## Excerpt to read
begin
WASHINGTON (AP) – As a guerrilla fighter in June 1958, Fidel Castro was already thinking about new worlds to conquer even though victory in Cuba was not yet his.

Then 31, he expressed his feelings about Americans in a letter to a friend. ”I am going to launch another much longer and bigger war against them. I realize now that this is going to be my true destiny,” he wrote.

Six months later, newly installed as Cuba’s leader, Castro began his quest. The revolution he wrought has been essentially anti-American. And as he turns 75 on Monday, no discernible mellowing is evident.



As analysts see it, the rupture in U.S.-Cuban relations early during Castro’s revolution was probably inevitable, given his mindset.

From the beginning, says William D. Rogers, a former top State Department official, Castro ”has wanted to define himself as the great enemy of the United States.”




Castro saw the pervasive U.S. presence in pre-revolutionary Cuba as ”a symbol of everything rotten in the Cuban system,” Rogers says.

”Castro clearly was never interested in any form of reconciliation,” says Dennis Hays of the anti-communist Cuban-American National Foundation. During a single speech three decades ago, Castro used the word ”imperialist” 88 times to describe the United States.

Castro’s antipathy for America involves more than mere political disagreements. He sees the United States as addicted to violence and consumerism. The notion of a free U.S. press is laughable, he says, because reporters are not free to attack the capitalist system that employs them. He dismisses multiparty democracy as a ”multifarce.”

But his ”war” against the United States has yielded few victories. Castro’s most stunning triumph came 40 years ago at the Bay of Pigs during a botched attempt by U.S.-backed Cuban exiles to overthrow him. Many of his countrymen have fled to the United States or yearn to do so.

Castro’s first contacts with the Soviet Union, Cuba’s erstwhile benefactor, began just months after he took office, according to Edward Gonzalez of the Rand research organization.
end
## Records supplied
begin
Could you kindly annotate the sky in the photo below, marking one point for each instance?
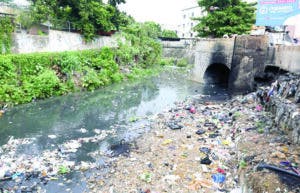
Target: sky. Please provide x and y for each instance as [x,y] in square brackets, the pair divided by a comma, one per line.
[159,11]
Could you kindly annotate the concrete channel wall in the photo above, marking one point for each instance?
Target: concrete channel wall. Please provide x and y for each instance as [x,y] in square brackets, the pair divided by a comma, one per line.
[57,41]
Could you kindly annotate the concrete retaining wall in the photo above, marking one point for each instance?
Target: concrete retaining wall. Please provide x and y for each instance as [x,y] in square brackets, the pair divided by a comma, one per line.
[57,41]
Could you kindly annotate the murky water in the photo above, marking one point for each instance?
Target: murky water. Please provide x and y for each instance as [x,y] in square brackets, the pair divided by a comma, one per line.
[81,114]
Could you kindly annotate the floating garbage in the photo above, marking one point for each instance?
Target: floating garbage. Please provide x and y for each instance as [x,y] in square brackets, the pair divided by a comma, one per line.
[218,178]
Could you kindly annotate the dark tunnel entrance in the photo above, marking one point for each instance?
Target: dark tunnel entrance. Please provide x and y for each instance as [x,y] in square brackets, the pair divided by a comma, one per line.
[217,74]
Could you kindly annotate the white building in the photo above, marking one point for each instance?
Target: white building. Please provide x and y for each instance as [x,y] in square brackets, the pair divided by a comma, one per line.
[186,23]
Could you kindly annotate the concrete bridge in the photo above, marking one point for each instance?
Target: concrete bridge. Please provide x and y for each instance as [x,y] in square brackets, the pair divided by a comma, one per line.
[236,61]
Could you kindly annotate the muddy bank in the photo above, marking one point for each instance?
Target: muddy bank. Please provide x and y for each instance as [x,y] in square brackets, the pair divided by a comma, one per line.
[235,146]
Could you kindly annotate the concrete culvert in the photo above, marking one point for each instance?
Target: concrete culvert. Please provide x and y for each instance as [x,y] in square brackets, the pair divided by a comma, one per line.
[217,74]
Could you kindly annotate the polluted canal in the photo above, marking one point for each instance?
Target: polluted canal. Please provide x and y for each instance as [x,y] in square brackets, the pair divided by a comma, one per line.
[55,145]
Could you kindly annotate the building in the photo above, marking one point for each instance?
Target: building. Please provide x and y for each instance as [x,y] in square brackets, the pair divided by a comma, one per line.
[186,25]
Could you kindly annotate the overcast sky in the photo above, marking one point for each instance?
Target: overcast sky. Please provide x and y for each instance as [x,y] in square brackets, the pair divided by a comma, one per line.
[160,11]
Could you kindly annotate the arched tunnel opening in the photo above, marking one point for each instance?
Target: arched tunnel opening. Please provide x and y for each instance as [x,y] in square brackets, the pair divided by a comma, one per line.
[217,74]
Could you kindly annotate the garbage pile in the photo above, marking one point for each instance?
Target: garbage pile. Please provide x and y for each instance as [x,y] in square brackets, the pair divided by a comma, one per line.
[29,173]
[248,143]
[215,147]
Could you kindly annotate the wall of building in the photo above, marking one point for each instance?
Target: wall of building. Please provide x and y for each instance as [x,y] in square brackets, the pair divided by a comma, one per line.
[57,41]
[185,27]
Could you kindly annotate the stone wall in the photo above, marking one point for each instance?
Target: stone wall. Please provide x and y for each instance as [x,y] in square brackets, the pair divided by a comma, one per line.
[284,105]
[248,60]
[57,41]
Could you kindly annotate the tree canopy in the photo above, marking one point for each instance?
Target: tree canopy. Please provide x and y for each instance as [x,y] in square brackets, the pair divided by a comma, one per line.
[225,17]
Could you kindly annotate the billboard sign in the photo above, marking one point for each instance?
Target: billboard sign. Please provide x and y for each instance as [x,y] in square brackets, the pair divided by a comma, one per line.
[275,12]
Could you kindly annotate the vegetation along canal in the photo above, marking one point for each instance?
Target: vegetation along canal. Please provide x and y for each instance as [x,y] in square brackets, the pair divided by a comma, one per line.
[60,138]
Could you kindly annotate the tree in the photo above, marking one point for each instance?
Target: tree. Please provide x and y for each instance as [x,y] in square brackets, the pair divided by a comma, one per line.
[225,17]
[116,2]
[169,34]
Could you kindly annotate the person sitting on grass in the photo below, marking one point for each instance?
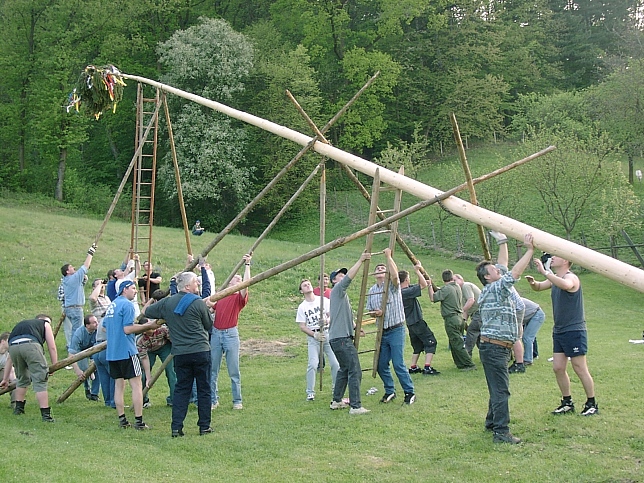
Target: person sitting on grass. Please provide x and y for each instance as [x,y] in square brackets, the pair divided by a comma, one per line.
[197,229]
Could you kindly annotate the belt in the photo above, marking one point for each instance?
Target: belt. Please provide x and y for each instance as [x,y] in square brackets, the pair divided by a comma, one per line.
end
## Stated problem A
Summarize the article on Castro in two sentences.
## Stated problem B
Reproduce the article on Castro word for word, from "As analysts see" to "describe the United States.".
## Stated problem C
Carry on the article on Castro from the point where it stops.

## Written response A
While still a guerrilla fighter in 1958, Fidel Castro wrote that a longer, bigger war against Americans would be his true destiny, and the revolution he led has stayed essentially anti-American, with no sign of mellowing as he turns 75. Analysts say he has defined himself as the great enemy of the United States and scorns its press and multiparty democracy, but his "war" has brought few victories beyond the Bay of Pigs, and many Cubans have fled to the United States or want to.

## Written response B
As analysts see it, the rupture in U.S.-Cuban relations early during Castro’s revolution was probably inevitable, given his mindset.

From the beginning, says William D. Rogers, a former top State Department official, Castro ”has wanted to define himself as the great enemy of the United States.”




Castro saw the pervasive U.S. presence in pre-revolutionary Cuba as ”a symbol of everything rotten in the Cuban system,” Rogers says.

”Castro clearly was never interested in any form of reconciliation,” says Dennis Hays of the anti-communist Cuban-American National Foundation. During a single speech three decades ago, Castro used the word ”imperialist” 88 times to describe the United States.

## Written response C
”Fidel was setting up a pre-emptive alignment with the Soviet Union,” Gonzalez says. ”Under the circumstances that emerged in 1959, it was predestined.”

Age has not softened Castro’s views of the United States. Even on the rare occasions when the United States and Cuba agree, he remains unbudging.

When U.S. immigration agents seized Cuban refugee Elian Gonzalez last year from his anti-Castro relatives in Florida, Castro, ”This is a day of glory for our people. Tomorrow the struggle continues.”

Washington, of course, has not taken Castro’s barbs lying down. A strict economic embargo against Cuba has been in effect for 39 years, and President Bush has vowed not to ease it. As the price for normal relations, the United States demands that Castro replace his communist system with democracy.

There have been no political discussions between the two countries since 1982. With only one country, Iran, has the United States had a longer absence of such communication.

Gillian Gunn, a Cuba specialist at Georgetown University, says Bush’s pro-embargo stance is an ideal birthday present for Castro.

Cuban officials believe an immediate lifting of the embargo would be destabilizing, she says. ”Therefore, for time being, the Cuban government is best served by an intransigent U.S. president unwilling to modify the embargo.”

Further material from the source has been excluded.